> Dataset entries
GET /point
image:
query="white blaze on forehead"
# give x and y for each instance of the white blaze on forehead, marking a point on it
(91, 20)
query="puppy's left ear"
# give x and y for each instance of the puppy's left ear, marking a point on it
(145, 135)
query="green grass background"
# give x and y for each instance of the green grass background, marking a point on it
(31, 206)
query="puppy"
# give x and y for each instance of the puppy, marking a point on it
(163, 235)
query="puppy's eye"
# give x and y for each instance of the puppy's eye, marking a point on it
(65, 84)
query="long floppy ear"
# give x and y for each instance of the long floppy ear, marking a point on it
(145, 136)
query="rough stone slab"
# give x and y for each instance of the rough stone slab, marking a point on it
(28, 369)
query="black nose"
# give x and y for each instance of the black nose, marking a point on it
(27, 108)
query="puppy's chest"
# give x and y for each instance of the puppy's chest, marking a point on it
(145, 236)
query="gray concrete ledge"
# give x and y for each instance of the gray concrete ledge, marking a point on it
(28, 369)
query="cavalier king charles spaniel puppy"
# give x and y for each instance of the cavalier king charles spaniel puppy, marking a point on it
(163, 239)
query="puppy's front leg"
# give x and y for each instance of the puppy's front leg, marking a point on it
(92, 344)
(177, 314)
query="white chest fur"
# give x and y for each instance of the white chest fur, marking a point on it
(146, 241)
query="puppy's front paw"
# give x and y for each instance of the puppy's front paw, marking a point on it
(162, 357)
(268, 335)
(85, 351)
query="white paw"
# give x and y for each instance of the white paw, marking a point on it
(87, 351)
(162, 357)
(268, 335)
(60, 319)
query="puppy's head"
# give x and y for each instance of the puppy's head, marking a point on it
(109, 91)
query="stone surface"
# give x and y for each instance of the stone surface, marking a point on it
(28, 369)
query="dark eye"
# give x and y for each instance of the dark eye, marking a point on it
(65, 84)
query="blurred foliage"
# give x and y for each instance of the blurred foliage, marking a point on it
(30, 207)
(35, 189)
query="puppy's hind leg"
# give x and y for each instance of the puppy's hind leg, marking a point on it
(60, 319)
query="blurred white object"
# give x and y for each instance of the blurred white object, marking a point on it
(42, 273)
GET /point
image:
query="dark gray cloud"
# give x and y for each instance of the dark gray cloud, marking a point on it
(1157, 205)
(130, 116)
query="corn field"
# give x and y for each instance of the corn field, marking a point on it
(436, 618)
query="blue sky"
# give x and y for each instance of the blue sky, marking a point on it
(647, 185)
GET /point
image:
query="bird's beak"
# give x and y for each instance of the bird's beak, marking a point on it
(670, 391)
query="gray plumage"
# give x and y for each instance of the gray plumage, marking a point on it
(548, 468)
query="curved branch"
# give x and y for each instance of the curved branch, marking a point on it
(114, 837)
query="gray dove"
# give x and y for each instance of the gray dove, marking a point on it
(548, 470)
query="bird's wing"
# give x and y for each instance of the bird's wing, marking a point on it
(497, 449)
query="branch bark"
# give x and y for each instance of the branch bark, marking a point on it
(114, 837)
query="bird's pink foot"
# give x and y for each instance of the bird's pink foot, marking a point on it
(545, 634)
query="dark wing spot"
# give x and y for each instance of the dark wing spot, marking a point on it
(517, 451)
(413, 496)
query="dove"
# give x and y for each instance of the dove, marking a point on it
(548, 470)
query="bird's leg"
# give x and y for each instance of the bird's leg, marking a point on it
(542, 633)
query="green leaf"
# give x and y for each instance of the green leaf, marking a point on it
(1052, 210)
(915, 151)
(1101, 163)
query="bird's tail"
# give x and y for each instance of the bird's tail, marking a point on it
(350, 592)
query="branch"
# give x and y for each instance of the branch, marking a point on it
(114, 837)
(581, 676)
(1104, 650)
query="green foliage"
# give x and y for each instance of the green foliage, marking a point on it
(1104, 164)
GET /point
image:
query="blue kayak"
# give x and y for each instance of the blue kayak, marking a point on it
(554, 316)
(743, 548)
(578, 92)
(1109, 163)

> WHAT YOU HAVE TO DO
The output should restate the data exactly, with no line missing.

> RESULT FOR THIS TASK
GET /point
image:
query="white blaze on forehead"
# give x and y for each instance of the white blaze on forehead, marking a point on it
(91, 20)
query="puppy's left ear"
# give x and y for each instance of the puppy's left ear, marking a point on it
(145, 135)
query="green grass background"
# give x and y for each instance of the green grass background, marking a point on it
(31, 206)
query="puppy"
# give x and y for each instance of the puppy, marking a point on it
(163, 235)
query="puppy's eye"
# give x and y for each instance of the puppy's eye, marking a point on it
(65, 84)
query="long floppy ear"
# give x and y for each instance of the long floppy ear, marking a point on it
(145, 136)
query="rough stone slab"
# give x and y for each instance of the rough stone slab, marking a point on it
(28, 369)
query="black nose"
# give x and y for each instance of the black nose, marking a point on it
(27, 108)
query="puppy's chest"
# give x and y for each instance of the puppy's chest, marking a point on it
(145, 236)
query="gray concrete ledge"
# give x and y for each instance of the gray concrete ledge, marking a point on it
(28, 369)
query="cavalier king charles spaniel puppy"
# give x and y for each instance of the cavalier king charles spaniel puppy, marking a point on it
(163, 239)
query="puppy's front leg"
# give x and y for each instance of the puppy's front leg, marking a point on it
(92, 344)
(177, 314)
query="white chest fur"
# give x and y for each instance of the white chest fur, marking a point on it
(146, 241)
query="puppy's front paw"
# give x and y for each instance of the puppy's front paw, marking a point on it
(162, 357)
(268, 335)
(85, 351)
query="white paw"
# give x and y for each instance of the white paw, marking a point on it
(87, 351)
(162, 357)
(268, 335)
(60, 319)
query="puppy's head"
# give x and y for each instance of the puppy's head, marking a point on it
(109, 91)
query="stone surface"
# give x and y for each instance of the stone surface, marking a point on it
(28, 369)
query="dark eye"
# give x and y for each instance of the dark eye, marking a point on it
(65, 84)
query="blurred foliage"
# give x and y for each instance of the blurred foliage, marking a point on it
(30, 207)
(35, 189)
query="puppy's hind leg"
# give x and y for each instance of the puppy's hind leg, marking a point on it
(60, 319)
query="blurred white object"
# give x and y for each instance of the blurred white object, marking a point on it
(42, 273)
GET /point
image:
query="dark gray cloud"
# give x and y for each instance of the dark gray cloud, marking a point on it
(1157, 205)
(130, 116)
query="corn field"
# give x and y for each instance of the corn field, marking a point on it
(436, 618)
query="blue sky"
# give x and y for each instance of the blue sky, marking a point on it
(647, 185)
GET /point
image:
query="bird's beak"
# give x and y for each instance of the bird's beak, marking a point on it
(670, 391)
query="gray plumage"
# give x and y for each instance of the gray plumage, marking a point on it
(548, 468)
query="curved branch"
# give x and y for each instance of the curved branch, marking a point on it
(114, 837)
query="gray dove"
# give x and y for each instance of the gray dove, marking a point on it
(548, 470)
query="bird's wing"
# give x and y for each instance of the bird's wing, marking a point on it
(497, 449)
query="branch bark"
# give x and y for each instance of the branch bark, marking a point on it
(114, 837)
query="bird's pink foot"
# give x and y for each instance of the bird's pink foot, marking a point on it
(545, 634)
query="dark wing spot"
# give x and y for each instance of the dark wing spot, marking a point on it
(517, 451)
(413, 496)
query="dove"
# give x and y for each instance of the dove, marking a point on it
(548, 470)
query="bird's leg"
# give x and y for each instance of the bird's leg, marking a point on it
(542, 633)
query="green leaf"
# give x and y for each instance of the green leaf, marking a point on it
(1052, 210)
(915, 151)
(1101, 163)
query="bird's tail"
# give x and y for each instance of the bird's tail, marking a point on it
(350, 592)
query="branch"
# give x and y for each instance of the branch, marking a point on it
(114, 837)
(581, 676)
(1104, 650)
query="green foliage"
# give x and y for each instance of the green foliage, marking a point on it
(1104, 164)
GET /point
image:
query="blue kayak"
# give x and y for each instance of the blue kayak, marking a point on it
(554, 316)
(743, 548)
(578, 92)
(1109, 163)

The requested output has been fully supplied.